▶ _How to complete this task_
Look for "grille shown in this photo." in the entries below. Then write out exactly the line that holds it and every line after it, to the last, and nothing else.
── Data under study ──
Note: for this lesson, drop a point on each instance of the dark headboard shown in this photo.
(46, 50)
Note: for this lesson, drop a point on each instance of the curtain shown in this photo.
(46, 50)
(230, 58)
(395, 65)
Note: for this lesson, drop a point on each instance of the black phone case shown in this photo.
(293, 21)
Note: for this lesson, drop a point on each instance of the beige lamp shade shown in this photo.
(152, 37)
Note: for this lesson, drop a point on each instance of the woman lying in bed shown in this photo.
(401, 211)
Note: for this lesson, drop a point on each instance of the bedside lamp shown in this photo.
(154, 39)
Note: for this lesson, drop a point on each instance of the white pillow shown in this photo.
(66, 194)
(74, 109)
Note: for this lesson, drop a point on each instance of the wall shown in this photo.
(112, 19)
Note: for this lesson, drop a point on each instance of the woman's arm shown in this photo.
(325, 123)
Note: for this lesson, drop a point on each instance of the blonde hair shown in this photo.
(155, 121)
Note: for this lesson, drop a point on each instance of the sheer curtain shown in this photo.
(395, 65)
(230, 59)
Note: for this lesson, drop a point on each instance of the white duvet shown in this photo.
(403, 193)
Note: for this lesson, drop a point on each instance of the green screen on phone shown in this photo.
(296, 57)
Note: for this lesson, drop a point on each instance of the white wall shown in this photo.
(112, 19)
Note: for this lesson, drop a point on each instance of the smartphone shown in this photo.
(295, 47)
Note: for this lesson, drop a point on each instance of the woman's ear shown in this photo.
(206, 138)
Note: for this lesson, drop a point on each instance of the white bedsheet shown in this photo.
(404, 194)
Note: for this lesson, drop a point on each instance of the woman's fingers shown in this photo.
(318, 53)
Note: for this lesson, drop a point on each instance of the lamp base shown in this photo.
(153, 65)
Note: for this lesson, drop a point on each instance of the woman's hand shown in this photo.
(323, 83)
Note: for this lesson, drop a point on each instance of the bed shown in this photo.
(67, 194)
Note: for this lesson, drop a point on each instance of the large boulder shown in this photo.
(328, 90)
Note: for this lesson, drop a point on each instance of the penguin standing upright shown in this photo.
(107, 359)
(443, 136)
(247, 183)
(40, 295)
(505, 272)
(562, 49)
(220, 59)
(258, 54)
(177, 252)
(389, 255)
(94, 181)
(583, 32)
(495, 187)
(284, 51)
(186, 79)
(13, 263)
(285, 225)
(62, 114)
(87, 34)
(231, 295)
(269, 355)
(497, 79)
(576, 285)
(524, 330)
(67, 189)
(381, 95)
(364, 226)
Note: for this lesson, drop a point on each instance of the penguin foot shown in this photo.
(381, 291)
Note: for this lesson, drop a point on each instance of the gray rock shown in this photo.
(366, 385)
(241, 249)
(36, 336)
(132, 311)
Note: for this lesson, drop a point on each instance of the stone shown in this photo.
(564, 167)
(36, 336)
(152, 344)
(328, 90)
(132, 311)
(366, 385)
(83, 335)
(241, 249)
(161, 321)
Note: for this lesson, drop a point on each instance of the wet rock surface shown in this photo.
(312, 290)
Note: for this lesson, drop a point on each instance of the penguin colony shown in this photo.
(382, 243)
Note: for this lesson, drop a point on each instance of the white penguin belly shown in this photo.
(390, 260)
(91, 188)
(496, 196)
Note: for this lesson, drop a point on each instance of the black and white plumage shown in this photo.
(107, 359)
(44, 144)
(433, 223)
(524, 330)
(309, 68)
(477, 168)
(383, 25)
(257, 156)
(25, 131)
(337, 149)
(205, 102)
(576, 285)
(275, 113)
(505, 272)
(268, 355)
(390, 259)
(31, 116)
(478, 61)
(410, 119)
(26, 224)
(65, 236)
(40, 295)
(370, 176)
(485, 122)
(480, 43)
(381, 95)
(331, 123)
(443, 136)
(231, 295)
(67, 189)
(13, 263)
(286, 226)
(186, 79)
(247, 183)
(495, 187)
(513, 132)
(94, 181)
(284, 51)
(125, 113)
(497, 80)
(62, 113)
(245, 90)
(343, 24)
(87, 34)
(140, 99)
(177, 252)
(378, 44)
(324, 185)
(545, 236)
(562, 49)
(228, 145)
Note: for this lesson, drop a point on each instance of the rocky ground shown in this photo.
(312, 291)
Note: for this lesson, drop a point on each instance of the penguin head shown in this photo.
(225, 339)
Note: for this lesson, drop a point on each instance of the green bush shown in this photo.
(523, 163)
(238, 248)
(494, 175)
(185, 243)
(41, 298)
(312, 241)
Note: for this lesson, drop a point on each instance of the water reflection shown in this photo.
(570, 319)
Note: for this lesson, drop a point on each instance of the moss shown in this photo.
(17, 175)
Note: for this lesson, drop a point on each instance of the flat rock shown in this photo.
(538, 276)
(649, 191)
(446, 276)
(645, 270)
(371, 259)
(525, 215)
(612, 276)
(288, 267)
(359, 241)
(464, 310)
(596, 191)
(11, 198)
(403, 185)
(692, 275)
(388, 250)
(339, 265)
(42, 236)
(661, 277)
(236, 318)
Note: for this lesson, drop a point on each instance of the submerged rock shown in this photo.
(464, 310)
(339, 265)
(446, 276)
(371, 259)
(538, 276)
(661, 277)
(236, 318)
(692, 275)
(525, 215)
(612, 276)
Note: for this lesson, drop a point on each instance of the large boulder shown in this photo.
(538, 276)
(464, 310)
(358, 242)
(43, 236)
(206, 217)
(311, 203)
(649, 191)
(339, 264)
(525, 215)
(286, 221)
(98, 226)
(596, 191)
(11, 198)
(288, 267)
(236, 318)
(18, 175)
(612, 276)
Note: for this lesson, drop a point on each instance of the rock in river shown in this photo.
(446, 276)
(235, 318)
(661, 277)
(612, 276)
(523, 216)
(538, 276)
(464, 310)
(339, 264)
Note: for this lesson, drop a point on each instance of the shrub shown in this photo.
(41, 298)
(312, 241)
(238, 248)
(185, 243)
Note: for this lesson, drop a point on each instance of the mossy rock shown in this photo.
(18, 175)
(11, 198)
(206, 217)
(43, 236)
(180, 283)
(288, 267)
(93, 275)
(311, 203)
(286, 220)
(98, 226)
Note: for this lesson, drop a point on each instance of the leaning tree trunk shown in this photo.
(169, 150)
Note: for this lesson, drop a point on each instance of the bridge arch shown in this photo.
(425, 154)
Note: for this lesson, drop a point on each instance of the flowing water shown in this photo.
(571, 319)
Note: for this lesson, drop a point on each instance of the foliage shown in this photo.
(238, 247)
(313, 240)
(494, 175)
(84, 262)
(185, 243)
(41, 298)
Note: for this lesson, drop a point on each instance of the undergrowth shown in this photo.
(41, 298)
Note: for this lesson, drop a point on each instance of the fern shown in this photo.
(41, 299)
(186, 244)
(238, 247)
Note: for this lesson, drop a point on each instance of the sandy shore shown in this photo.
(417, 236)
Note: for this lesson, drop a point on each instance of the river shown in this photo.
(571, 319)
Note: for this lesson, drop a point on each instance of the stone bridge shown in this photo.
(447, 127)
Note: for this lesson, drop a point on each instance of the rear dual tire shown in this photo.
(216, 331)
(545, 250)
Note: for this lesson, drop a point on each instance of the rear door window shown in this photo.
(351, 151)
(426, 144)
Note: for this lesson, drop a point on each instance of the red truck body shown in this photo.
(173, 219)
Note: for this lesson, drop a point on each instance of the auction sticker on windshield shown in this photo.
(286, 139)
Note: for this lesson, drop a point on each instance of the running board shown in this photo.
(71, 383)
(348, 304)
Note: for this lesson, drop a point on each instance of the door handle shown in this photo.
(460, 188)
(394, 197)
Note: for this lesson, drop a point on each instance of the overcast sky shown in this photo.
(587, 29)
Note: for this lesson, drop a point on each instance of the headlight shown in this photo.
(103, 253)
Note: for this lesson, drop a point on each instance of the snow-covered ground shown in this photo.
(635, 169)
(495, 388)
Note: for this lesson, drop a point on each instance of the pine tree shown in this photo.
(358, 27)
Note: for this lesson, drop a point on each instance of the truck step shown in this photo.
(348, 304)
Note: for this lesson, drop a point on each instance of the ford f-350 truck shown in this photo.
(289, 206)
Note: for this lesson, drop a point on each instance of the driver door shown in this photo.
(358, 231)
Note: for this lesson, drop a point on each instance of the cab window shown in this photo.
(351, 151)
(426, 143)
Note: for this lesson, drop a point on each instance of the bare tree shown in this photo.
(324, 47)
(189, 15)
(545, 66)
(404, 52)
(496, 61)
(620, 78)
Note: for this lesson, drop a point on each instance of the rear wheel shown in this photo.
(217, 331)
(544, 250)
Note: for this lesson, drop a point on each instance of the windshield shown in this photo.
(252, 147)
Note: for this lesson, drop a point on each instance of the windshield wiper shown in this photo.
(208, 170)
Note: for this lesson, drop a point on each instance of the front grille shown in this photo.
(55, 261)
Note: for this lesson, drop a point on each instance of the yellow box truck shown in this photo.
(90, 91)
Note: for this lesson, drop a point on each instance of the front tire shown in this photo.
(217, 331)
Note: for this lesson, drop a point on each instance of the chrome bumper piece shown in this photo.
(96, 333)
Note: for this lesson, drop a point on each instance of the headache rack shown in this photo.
───
▶ _Finished exercise_
Note: for this lesson, drop a point on each instance of the front grille shown in this photo.
(55, 261)
Note: for this lesson, drop a point on each instance of the yellow box truck shown in this photo.
(90, 91)
Note: for this lesson, drop a point on each instance of the front tire shown in this photo.
(217, 331)
Note: for this lesson, drop a point on each instance of the chrome bumper piece shown in this photo.
(96, 333)
Note: for this lesson, drop a point on each instance of the headache rack shown in this photo.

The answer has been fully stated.